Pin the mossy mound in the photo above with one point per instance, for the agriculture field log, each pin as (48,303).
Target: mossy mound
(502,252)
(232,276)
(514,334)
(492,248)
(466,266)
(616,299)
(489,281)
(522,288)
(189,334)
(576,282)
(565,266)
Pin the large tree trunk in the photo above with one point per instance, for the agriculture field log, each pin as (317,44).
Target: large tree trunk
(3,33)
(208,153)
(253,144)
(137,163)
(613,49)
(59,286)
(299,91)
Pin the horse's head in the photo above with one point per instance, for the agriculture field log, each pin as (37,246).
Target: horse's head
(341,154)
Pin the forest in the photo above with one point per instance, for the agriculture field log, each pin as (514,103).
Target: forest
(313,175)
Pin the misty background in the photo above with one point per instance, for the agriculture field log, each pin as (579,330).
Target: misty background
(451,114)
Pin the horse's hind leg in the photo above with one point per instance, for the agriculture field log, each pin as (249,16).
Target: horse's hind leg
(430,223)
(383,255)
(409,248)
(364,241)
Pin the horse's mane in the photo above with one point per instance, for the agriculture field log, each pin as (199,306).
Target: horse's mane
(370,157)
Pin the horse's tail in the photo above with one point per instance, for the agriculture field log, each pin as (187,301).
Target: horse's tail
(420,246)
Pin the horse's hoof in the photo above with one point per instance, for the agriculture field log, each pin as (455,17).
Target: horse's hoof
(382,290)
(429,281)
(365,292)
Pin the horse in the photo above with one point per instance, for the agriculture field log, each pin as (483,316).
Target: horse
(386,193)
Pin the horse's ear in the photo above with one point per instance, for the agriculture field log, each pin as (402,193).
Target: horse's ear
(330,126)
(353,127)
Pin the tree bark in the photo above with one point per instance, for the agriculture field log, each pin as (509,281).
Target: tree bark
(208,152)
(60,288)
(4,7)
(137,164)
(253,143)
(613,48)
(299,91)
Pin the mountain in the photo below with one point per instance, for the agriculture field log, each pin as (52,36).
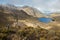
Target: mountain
(18,24)
(32,11)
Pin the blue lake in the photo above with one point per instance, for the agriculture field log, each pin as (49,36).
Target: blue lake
(45,20)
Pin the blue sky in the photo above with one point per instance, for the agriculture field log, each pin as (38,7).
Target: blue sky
(45,6)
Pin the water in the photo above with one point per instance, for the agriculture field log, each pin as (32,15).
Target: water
(45,20)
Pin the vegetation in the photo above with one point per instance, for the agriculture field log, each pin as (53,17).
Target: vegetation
(27,33)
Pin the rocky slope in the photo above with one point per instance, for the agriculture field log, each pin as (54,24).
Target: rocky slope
(18,24)
(32,11)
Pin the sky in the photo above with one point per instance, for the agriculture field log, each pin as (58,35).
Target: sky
(45,6)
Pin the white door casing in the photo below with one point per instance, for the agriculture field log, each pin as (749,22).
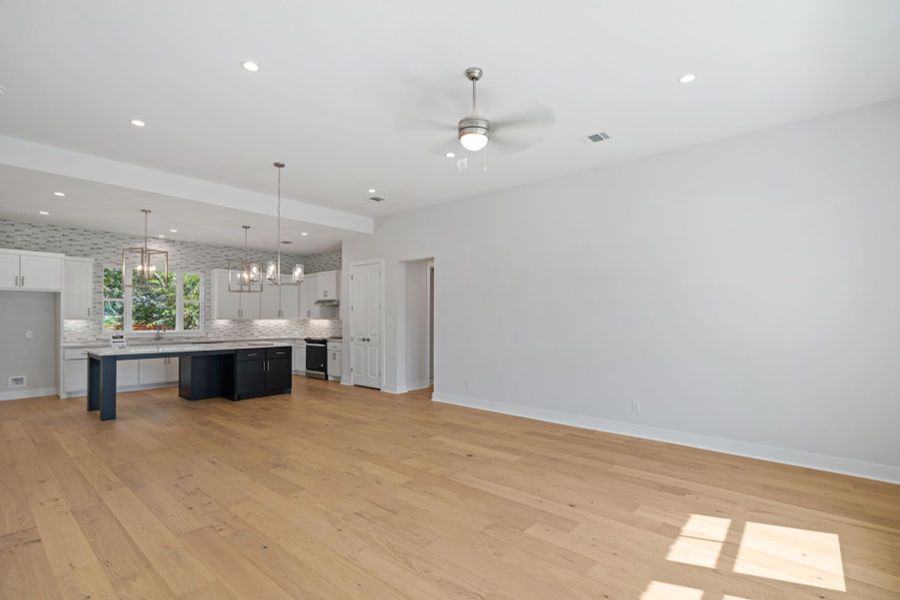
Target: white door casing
(366,323)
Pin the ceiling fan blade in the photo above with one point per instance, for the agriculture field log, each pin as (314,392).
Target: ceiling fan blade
(417,123)
(521,129)
(536,116)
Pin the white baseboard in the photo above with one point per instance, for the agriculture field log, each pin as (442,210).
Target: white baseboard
(29,393)
(788,456)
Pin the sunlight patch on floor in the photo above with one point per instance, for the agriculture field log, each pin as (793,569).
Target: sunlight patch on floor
(658,590)
(700,541)
(793,555)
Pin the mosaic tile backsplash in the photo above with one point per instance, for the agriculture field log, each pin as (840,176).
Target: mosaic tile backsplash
(106,250)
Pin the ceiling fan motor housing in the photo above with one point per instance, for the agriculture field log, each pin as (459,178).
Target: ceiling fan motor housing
(474,124)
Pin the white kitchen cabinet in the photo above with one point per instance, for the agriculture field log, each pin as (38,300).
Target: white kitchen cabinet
(30,271)
(9,271)
(78,288)
(307,296)
(299,355)
(158,370)
(172,372)
(231,305)
(335,354)
(328,285)
(269,302)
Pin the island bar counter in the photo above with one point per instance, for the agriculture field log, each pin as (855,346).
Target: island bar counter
(231,370)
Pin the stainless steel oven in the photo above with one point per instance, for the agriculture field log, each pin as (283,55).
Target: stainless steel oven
(317,358)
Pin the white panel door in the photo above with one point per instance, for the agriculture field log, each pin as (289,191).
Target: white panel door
(9,271)
(40,273)
(365,324)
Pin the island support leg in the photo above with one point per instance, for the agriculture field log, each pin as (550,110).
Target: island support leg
(107,388)
(93,383)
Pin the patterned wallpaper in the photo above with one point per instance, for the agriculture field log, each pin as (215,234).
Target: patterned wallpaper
(106,250)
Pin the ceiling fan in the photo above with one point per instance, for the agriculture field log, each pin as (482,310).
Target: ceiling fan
(513,133)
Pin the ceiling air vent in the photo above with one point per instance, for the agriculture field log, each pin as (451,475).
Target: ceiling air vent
(595,138)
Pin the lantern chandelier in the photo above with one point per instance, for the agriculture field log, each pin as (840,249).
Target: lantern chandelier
(273,267)
(244,276)
(152,266)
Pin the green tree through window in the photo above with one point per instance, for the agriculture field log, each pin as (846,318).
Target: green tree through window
(113,300)
(153,303)
(191,299)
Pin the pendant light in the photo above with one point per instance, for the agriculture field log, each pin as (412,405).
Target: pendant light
(152,266)
(273,267)
(244,276)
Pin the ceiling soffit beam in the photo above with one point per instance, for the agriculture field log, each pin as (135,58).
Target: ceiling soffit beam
(20,153)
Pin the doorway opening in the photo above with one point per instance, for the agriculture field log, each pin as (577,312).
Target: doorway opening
(417,358)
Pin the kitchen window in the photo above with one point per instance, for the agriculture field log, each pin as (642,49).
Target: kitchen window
(173,302)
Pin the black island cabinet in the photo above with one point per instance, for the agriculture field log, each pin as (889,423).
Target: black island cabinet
(226,370)
(257,372)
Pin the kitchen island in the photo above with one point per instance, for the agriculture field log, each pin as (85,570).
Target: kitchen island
(233,370)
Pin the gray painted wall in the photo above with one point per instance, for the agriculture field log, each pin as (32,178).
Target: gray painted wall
(34,357)
(744,292)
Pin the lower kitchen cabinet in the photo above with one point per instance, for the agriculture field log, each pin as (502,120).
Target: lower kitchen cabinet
(335,354)
(252,373)
(158,370)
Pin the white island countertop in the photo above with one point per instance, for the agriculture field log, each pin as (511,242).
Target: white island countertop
(149,350)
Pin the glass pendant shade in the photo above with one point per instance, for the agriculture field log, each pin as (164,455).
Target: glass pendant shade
(244,276)
(274,275)
(150,266)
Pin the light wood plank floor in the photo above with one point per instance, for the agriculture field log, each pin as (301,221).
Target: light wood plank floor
(340,492)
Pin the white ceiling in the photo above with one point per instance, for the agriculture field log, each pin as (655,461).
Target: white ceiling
(335,76)
(103,207)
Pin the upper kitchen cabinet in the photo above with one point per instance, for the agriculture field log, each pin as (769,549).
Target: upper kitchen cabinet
(319,295)
(328,286)
(30,271)
(78,288)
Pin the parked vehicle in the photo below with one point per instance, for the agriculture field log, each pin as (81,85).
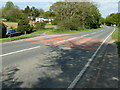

**INSTRUCTIONS TO FOLLOW**
Please print the entries word for word, starting at the line that contains "Pin the white ceiling" and ending at the last of the entries, leaving out any pictures.

**THE SOLUTION**
Pin the white ceiling in the photo above with one point per instance, for the agriculture field log, each pin as (655,461).
Target: white ceiling
(335,76)
(103,207)
Pin the upper kitchen cabinet in the photo above with one point per instance, for the agriculture field log, each pin as (769,549).
Target: upper kitchen cabinet
(319,295)
(328,286)
(30,271)
(78,288)
Pin the parked vehicle in the photo below with one point per instance, for the agriculture field log, each pin as (81,85).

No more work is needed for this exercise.